INSTRUCTIONS FOR THE TASK —
Write every line of the data below as a JSON list of strings, one string per line, and skip any blank lines.

PROVIDED DATA —
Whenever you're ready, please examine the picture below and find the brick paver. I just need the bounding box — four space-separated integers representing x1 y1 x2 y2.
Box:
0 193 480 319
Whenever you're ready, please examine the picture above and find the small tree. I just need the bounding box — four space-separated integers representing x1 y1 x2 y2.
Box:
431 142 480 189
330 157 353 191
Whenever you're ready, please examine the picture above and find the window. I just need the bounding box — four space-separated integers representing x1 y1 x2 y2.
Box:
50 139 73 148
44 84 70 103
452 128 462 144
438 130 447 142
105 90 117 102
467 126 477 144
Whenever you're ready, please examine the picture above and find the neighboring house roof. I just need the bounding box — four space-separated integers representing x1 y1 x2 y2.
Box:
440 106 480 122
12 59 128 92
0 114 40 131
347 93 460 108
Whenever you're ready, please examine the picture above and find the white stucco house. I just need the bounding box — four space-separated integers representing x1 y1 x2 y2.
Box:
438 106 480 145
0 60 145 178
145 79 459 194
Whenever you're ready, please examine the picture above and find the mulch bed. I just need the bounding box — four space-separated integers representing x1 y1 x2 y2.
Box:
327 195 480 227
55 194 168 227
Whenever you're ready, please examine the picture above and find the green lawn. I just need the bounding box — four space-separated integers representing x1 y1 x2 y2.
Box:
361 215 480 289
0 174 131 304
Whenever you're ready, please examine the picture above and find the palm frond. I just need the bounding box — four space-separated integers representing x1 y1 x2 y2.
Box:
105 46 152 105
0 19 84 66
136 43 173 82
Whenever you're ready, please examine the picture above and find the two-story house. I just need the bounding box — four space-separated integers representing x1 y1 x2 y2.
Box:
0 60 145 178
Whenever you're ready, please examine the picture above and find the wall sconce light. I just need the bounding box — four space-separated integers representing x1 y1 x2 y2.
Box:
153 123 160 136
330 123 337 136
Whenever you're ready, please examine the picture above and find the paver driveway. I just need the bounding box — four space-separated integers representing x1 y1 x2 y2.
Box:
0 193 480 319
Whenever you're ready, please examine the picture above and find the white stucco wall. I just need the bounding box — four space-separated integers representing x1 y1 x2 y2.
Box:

RESULT FOR THIS TASK —
[
  "Whenever you're ready, please examine the picture below and find the brick paver. I just need the bounding box — four space-separated integers representing x1 y1 x2 y2.",
  "Box:",
  "0 193 480 319",
  "Whenever you're ready, please examine the picture above and find the small tree. I just need the bounding box — four space-separated integers representing x1 y1 x2 y2.",
  "Box:",
  "431 142 480 189",
  "330 157 353 191",
  "Whenever you're ready, please examine the picture above and find the window. I just need the bounding box — four space-separated integers representing x1 y1 x2 y2.",
  "Box:",
  "50 139 73 148",
  "44 84 70 103",
  "452 128 462 144",
  "438 130 447 142",
  "105 90 117 102",
  "467 126 477 144",
  "Whenever you're ready, please examine the picture above and find the neighboring house roof. I just need the bounding box — four space-separated integers representing x1 y1 x2 y2.",
  "Box:",
  "440 106 480 122",
  "12 59 128 92",
  "0 114 40 131",
  "347 93 460 108",
  "Whenever you're ready, please examine the picture above and find the white stucco house. I just need the bounding box — four space-separated integers representing x1 y1 x2 y2.",
  "Box:",
  "438 106 480 145",
  "0 60 145 178",
  "145 79 459 194",
  "Whenever you're ready, please examine the picture above and find the mulch bed. I just need the bounding box — four space-separated integers representing x1 y1 x2 y2.",
  "Box:",
  "327 195 480 227",
  "55 194 168 227",
  "Whenever you're ready, please examine the picture above and find the green lawn. I just need the bounding box — four space-separated integers representing x1 y1 x2 y2.",
  "Box:",
  "361 215 480 289",
  "0 174 131 304",
  "Whenever you're ready, please examine the picture above and find the palm frond. I just need the bounding box — four space-separated integers representing x1 y1 x2 y2.",
  "Box:",
  "105 46 152 105",
  "0 19 84 66",
  "136 43 173 82",
  "Whenever you're ready, please examine the picture above and find the two-story house. I just need the bounding box — four space-separated integers representing x1 y1 x2 y2.",
  "Box:",
  "0 60 145 178",
  "Whenever you're ready, please examine the picture above and find the wall sconce light. I just need the bounding box — four space-separated integers representing x1 y1 x2 y2.",
  "Box:",
  "153 123 160 136",
  "330 123 337 136",
  "Whenever you're ready, please examine the picture above and find the paver driveway. I just need the bounding box — four space-separated integers representing x1 y1 x2 y2.",
  "Box:",
  "0 193 480 319",
  "Whenever you're ready, please examine the picture above and find the white stucco wall. I just need the bounding box — four space-separated integers representing x1 y1 x2 y2.",
  "Box:"
]